━━ 数据条目 ━━

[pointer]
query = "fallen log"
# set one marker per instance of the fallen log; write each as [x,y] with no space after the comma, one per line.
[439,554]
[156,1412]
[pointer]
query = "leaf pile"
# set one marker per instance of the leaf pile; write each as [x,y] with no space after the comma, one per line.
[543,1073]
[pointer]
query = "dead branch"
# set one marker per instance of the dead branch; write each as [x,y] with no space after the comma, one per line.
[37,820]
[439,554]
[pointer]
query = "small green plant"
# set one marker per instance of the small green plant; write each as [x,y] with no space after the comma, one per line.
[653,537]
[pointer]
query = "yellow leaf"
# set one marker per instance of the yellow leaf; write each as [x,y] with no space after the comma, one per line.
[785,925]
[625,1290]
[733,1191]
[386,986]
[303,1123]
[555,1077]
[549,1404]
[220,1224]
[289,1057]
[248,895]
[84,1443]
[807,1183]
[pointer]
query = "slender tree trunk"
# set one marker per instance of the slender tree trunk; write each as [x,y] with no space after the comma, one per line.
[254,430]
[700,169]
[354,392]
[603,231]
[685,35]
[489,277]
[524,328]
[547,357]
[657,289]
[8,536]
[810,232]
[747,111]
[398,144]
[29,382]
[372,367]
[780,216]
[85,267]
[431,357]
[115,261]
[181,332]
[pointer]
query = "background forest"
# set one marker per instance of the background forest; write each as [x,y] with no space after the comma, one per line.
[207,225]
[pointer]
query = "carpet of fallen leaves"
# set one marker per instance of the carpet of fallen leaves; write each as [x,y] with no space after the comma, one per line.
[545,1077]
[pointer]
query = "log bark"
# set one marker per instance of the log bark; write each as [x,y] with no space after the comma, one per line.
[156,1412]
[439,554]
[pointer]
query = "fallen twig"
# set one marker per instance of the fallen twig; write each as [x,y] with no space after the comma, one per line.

━━━

* **任务要求**:
把以上全部数据重新写出，将其中每一处“marker”都换成“pin”，其余内容一律保持原样。

* **练习答案**:
[pointer]
query = "fallen log"
# set one pin per instance of the fallen log; write each as [x,y] with no space after the comma, one per line.
[439,554]
[156,1412]
[pointer]
query = "leaf pile"
# set one pin per instance of the leaf pile; write each as [x,y] with no space after the comma, one per line.
[543,1073]
[pointer]
query = "dead branch"
# set one pin per instance of the dead branch; write each as [x,y] with no space after the comma, one per line.
[37,820]
[439,554]
[pointer]
query = "small green plant"
# set one pin per instance of the small green plant; write each as [x,y] with no space after the comma, one per line.
[653,537]
[pointer]
query = "yellow leaf"
# set one pin per instance of the yellow leaf; write each as [x,y] with no space after the comma, one per line.
[785,925]
[625,1290]
[733,1191]
[386,986]
[303,1123]
[555,1077]
[549,1404]
[220,1224]
[289,1057]
[248,895]
[84,1443]
[807,1183]
[pointer]
query = "slender tree trunk"
# set one pin per instance of the slender tree trunk; write each as [x,y] with no space after the comma, one per line.
[254,430]
[700,169]
[354,392]
[603,231]
[685,35]
[489,277]
[524,328]
[547,357]
[657,289]
[8,536]
[810,232]
[747,111]
[398,144]
[29,382]
[372,367]
[780,216]
[85,267]
[431,357]
[115,261]
[181,332]
[pointer]
query = "background forest"
# set one pin per instance of the background forest; write each as [x,y] with no space after the comma, one per line.
[207,225]
[pointer]
query = "carpet of fallen leaves"
# set one pin per instance of the carpet of fallen leaves; write each as [x,y] with no space after the comma, one per line.
[545,1077]
[pointer]
query = "log bark"
# set one pin per instance of the log bark; write each as [x,y] with no space after the comma, one per line.
[156,1412]
[439,554]
[pointer]
query = "fallen twig"
# set one pin per instance of the fallen twig; write each as [x,y] with no space after the comma, one per line.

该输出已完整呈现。